Aufgaben
[1] Wozu zieht der Text über Schnittstellenmigration SAP Process Orchestration und SAP Cloud Platform Integration heran? Antworte in ein bis drei Sätzen.
[2] Schreib den Text über Schnittstellenmigration nach seinem letzten Satz weiter.

Seitentext
Szenarioabhängige Entscheidungsmuster helfen Unternehmen dabei, den richtigen Migrationsansatz für ihre Schnittstellenarchitektur zu finden. Bei reinen On-Premise-Schnittstellen liegt die Middleware, mit der sich Integrationsszenarien abbilden und implementieren lassen, auf einem lokalen Server und hat keinen direkten Kontakt zur Cloud. Hybride Schnittstellenszenarien verwenden einerseits On-Premise-Middleware und andererseits cloudbasierte Middleware, um komplexe Integrationsszenarien zwischen unterschiedlichen Systemlandschaften (on-premise und Cloud) abzubilden. Reine Cloud-Integrationsszenarien sind dadurch gekennzeichnet, dass sich die Middleware vollständig in der Cloud befindet und es keinen On-Premise-Server mehr gibt, auf dem die Schnittstellen-Middleware – zumindest direkt – interagiert.

 

Tools für On-Premise und Cloud

Angesichts dieser Möglichkeiten stellen sich Unternehmen die Frage, welche Unterschiede zwischen den verschiedenen Szenarien bestehen, in welchen Fällen welche Architektur eingesetzt werden sollte und welcher Migrationsansatz sich am besten eignet. Für einen direkten Vergleich dient uns im Folgenden SAP Process Orchestration (SAP PO, Version 7.5, Single Stack Java) als On-Premise-Middleware, während SAP Cloud Platform Integration (CPI) als Cloud-Middleware fungiert.

Datenauflistung
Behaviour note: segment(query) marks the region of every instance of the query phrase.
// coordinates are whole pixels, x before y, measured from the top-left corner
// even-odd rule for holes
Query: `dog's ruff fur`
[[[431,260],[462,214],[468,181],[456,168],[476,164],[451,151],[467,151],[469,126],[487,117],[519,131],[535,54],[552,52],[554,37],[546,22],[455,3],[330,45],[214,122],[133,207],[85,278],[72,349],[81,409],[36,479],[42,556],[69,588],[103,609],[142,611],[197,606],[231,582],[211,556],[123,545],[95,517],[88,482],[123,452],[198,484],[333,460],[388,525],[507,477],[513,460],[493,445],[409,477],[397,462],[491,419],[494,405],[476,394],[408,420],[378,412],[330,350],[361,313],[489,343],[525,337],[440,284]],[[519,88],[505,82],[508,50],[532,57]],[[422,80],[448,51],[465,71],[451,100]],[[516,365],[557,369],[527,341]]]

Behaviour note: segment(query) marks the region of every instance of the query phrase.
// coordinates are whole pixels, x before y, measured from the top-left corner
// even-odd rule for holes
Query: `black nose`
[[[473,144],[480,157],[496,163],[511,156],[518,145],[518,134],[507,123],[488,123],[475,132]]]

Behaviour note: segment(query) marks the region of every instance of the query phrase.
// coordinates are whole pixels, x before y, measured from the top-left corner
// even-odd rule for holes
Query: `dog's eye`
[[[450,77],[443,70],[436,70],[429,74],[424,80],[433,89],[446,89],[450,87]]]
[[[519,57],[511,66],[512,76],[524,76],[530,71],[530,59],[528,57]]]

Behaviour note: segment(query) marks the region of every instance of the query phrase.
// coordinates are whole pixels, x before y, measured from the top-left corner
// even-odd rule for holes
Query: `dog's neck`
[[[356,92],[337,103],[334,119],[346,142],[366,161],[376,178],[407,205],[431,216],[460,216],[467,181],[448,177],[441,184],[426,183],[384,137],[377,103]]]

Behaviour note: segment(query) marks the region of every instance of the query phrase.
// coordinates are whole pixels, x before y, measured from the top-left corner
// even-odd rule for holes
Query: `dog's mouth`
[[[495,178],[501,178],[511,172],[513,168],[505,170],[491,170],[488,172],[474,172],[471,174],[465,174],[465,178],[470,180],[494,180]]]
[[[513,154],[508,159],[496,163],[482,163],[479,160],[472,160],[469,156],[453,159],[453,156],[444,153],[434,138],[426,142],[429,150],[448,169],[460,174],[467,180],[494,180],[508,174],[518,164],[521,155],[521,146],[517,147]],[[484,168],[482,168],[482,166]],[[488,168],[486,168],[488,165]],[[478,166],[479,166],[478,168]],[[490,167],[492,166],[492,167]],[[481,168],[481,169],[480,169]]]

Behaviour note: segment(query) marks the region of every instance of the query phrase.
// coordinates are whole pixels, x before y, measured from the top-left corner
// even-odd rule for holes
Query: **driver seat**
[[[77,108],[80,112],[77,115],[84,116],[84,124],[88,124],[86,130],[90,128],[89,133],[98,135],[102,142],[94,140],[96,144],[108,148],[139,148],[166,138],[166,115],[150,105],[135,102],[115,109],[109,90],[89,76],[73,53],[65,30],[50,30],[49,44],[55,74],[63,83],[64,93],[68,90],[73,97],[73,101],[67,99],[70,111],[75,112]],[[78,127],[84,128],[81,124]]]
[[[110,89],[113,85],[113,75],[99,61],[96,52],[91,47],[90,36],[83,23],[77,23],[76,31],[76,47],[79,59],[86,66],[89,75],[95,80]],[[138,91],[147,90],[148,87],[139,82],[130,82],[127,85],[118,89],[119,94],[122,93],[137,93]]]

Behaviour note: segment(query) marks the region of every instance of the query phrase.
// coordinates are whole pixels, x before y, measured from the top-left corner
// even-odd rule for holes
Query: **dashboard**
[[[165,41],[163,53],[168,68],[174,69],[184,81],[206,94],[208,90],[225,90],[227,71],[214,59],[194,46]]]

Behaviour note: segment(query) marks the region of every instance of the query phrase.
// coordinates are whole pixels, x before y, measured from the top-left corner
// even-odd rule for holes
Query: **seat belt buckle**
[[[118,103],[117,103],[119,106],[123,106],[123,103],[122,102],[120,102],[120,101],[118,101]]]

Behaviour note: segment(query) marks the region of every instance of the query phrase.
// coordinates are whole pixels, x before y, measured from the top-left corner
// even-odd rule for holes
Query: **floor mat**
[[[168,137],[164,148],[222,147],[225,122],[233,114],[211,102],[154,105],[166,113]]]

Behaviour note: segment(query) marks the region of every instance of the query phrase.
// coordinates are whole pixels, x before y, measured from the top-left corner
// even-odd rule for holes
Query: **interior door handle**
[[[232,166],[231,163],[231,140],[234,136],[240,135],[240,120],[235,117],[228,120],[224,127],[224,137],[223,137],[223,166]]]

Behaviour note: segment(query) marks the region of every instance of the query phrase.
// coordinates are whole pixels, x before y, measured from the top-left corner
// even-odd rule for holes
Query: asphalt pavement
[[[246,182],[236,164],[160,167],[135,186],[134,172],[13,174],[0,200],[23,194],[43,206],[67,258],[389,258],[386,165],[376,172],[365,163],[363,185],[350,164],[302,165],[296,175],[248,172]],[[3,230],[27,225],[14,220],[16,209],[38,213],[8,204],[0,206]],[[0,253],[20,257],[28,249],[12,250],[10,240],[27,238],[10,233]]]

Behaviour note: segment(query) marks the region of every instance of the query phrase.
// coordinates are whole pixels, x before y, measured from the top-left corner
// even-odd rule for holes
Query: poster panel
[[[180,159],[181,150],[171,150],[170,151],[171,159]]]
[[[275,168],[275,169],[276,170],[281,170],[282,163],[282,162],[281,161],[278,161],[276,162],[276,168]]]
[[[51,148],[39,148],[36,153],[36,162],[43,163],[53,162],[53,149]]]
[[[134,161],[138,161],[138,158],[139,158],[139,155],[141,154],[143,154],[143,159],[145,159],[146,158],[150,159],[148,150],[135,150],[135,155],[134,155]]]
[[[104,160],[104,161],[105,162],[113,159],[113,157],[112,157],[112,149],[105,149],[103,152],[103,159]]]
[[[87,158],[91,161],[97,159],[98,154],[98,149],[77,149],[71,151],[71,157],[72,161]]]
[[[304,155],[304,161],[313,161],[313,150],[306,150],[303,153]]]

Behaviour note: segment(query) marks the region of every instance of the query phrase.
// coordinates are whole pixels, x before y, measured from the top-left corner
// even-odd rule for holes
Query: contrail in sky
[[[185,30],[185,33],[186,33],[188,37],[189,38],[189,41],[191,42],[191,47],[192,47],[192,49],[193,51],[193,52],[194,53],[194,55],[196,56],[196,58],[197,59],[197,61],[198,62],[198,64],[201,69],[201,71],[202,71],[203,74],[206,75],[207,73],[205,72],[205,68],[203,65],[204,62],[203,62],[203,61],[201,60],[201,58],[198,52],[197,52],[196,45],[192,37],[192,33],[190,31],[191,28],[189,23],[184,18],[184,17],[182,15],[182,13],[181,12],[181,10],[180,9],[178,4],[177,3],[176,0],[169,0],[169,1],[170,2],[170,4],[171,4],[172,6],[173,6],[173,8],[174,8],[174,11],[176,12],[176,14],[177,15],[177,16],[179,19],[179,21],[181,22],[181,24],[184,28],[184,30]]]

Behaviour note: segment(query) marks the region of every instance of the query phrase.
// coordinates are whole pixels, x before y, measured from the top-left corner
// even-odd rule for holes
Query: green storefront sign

Erwartete Antworten
[1] Die beiden Werkzeuge dienen einem direkten Vergleich der Szenarien. SAP Process Orchestration (SAP PO, Version 7.5, Single Stack Java) steht dabei für die On-Premise-Middleware und SAP Cloud Platform Integration (CPI) für die Cloud-Middleware.

[2]
Die erste Version der On-Premise-Middleware SAP PO (damals SAP XI) kam 2002, also vor mehr als 15 Jahren, auf den Markt. Es handelt sich um ein bewährtes und etabliertes Tool, das kontinuierlich weiterentwickelt wurde. Auch künftig wird SAP das Produkt unterstützen und warten. SAP CPI ist hingegen erst seit wenigen Jahren verfügbar. In dieser Zeit hat sich die Middleware im Cloud-Servicebereich bereits als vertrauenswürdiges Werkzeug etabliert.

 

Einer der prägnantesten Unterschiede zwischen den beiden Integrationsprodukten ist der Maintenance-Lifecycle. Für SAP CPI werden automatisiert alle zwei Monate neue Releases (zunächst für den Dev-Tenant) mit wesentlichen Verbesserungen veröffentlicht. Zudem müssen sich die Nutzer dieses Service nicht weiter um Serverbetrieb, Stabilität und Ausfallsicherheit kümmern, da der Service von Cloud-Plattformen der SAP bezogen wird. Die Middleware-Version SAP PO 7.5 wird bis 2024 SAP-seitig gewartet. Die Content- und Verbesserungsbereitstellungen durch Service- oder Support-Packages sind im Vergleich zu SAP CPI starrer gestaltet. Außerdem liegt die Verantwortung für das Einspielen der Updates und Upgrades bei der unternehmensinternen IT.

 

Relevante Faktoren für die Entscheidung

Die Middlewares SAP PO und SAP CPI bieten in verschiedenen Bereichen jeweils spezifische Vor- und Nachteile. Klar definierte Best Practices von SAP helfen bei der Entscheidungsfindung. Insgesamt ist die SAP-Strategie eindeutig auf Cloud-Produkte und Cloud-Services ausgerichtet. Daher werden perspektivisch in den kommenden Jahren vermehrt rein cloudbasierte Systemlandschaften zum Einsatz kommen. Diesen Trend gilt es zu beachten, wenn Unternehmen ihre strategischen Ziele mit Blick auf IT-Transformation und Digitalisierung formulieren.

 

Die Entscheidung über die richtige Migrationsstrategie sollte idealerweise verschiedene Aspekte berücksichtigen: strategische Ziele, Größe des Unternehmens, Timelines von Projekten, Budgetplanung und Digitalisierungsvisionen. Zusätzliche Herausforderungen, denen sich Unternehmen bei der Migration stellen müssen, sind das Lizenzmodell des neuen Service SAP CPI und die Einführung der SAP Cloud Platform, die diesen Service anbietet.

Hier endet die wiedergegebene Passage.